Exercise task: Change every "parted by" in the listing below to "separated by", and keep everything else the same.
** start Material supplied **
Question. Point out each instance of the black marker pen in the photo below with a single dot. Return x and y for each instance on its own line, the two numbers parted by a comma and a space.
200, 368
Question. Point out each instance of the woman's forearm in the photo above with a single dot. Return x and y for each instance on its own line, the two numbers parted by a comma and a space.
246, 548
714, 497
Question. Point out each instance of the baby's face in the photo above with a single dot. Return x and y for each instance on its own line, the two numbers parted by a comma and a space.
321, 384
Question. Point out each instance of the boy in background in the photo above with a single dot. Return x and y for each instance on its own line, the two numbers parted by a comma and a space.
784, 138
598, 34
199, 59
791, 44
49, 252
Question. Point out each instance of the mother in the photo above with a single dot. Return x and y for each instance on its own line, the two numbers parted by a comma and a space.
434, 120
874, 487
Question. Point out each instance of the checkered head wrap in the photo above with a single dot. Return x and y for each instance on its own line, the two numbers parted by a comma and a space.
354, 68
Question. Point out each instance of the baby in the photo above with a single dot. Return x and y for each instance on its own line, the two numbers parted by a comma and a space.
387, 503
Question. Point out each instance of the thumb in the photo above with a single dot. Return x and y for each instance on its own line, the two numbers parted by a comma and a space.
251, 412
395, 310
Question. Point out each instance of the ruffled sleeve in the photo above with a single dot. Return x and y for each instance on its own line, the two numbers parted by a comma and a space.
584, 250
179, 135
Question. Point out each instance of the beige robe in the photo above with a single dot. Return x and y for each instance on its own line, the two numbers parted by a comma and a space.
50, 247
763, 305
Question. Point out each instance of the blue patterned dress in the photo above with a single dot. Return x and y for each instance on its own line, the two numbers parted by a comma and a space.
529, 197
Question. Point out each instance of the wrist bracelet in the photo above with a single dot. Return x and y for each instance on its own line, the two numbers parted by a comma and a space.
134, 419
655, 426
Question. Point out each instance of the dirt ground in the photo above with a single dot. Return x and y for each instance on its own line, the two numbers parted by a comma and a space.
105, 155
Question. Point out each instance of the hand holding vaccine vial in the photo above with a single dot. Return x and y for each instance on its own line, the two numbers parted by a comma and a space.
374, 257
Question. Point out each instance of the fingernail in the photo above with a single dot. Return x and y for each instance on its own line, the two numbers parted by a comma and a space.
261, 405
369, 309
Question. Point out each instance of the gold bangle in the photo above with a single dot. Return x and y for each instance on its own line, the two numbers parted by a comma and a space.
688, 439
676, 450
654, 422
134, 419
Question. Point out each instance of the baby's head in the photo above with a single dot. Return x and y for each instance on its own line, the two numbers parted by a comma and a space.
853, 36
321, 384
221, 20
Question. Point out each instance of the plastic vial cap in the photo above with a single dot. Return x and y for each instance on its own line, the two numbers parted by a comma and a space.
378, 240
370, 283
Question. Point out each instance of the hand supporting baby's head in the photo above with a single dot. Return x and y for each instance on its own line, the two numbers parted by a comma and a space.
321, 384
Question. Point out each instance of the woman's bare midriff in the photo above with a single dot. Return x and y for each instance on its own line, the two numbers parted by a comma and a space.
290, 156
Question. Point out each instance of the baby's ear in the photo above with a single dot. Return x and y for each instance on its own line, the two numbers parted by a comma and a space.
** end Material supplied **
Answer to the problem:
Question. Point out each instance of the black marker pen in the photo below with a single dot. Return x and y for each instance on its own line, the two numbers separated by a comma and a space.
200, 368
Question. Point out each instance of the woman's forearm in the photo above with a single dot. Return x and y for each instance on its own line, the two numbers separated by a comma and a space.
246, 548
714, 497
Question. Point out each instance of the baby's face in the photo above with a single dot. Return x and y for each instance on its own line, the two numbers separated by a comma and a space.
321, 384
Question. Point out each instance of the boy in background in the photo above with a single dot. Return x and y for each instance on its own line, the two numbers separated by a comma and a space.
784, 138
598, 34
199, 59
791, 44
49, 252
Question. Point out each instance of the mother in the photo above with a single dot. Return x and y for each instance on its own line, the two numbers separated by a comma and a space.
434, 120
874, 487
Question. Point out each instance of the checkered head wrap in the photo above with a single dot. Return x and y for each instance on its own line, the two numbers separated by a comma and a space.
354, 68
Question. Point out each instance of the baby in the photo above with a single dot. Return x and y for each instance on its own line, the two numbers separated by a comma and a space.
387, 503
Question. Point out each instance of the thumb in the photo above with a single dot. Return x and y for each instance on its own line, the two numbers separated by a comma and a space.
251, 412
395, 310
Question. Point out each instance of the ruffled sleeve in the photo above with a single dot. Return x and y for each instance on its own line, the two numbers separated by a comma and a space.
584, 250
179, 135
Question. Point out each instance of the beige robe in the photo above with a single dot. Return x and y for each instance on its own line, the two numbers separated by a comma and a space.
50, 247
763, 305
Question. Point out each instance of the blue patterned dress in the photo above with a single dot. Return x and y for each instance on its own line, the two numbers separated by a comma and a space.
529, 197
Question. Point out each instance of the wrist bracelet in the photo above with a single dot. Return x and y for each instance on its own line, the two numbers separated by a comma and a space.
134, 419
655, 426
Question. Point out each instance of the dirt ground in the photo above with a single dot. Return x and y for each instance on its own line, the two numbers separated by a comma and a space.
105, 155
Question. Point out each instance of the hand holding vaccine vial in the photo above with a single dot. Return x and y for each instance on its own line, the two numbers separated by a comma and a space.
374, 257
Question. Point out each instance of the fingernail in the photo above with a single dot. Return x and y for each instance on its own line, the two numbers separated by a comma and a space.
261, 405
369, 309
Question. Point out each instance of the gold bangle in the photo above with a single dot. Return x and y for each instance on its own line, the two numbers separated by a comma and a space.
688, 439
676, 450
654, 422
134, 419
Question. Point out each instance of the baby's head in the photo above with a single dot. Return x and y for each instance on its own line, the two numbers separated by a comma and a space.
853, 36
321, 384
221, 20
Question. Point out each instance of the plastic vial cap in the photo above with a single dot. Return x and y for each instance on its own line, the two numbers separated by a comma and a space.
378, 240
370, 283
Question. Point out each instance of the hand supporting baby's head in the photo above with a single dot. Return x and y for each instance on its own line, the two numbers separated by a comma and a space.
321, 384
Question. Point out each instance of the woman's bare midriff in the photo above with a single dot. Return x and y for each instance on its own line, the two numbers separated by a comma and a space.
290, 156
Question. Point out each instance of the baby's ear in the photo above with a single dot. Return x and y for each instance on its own line, the two numbers separated by a comma and a space.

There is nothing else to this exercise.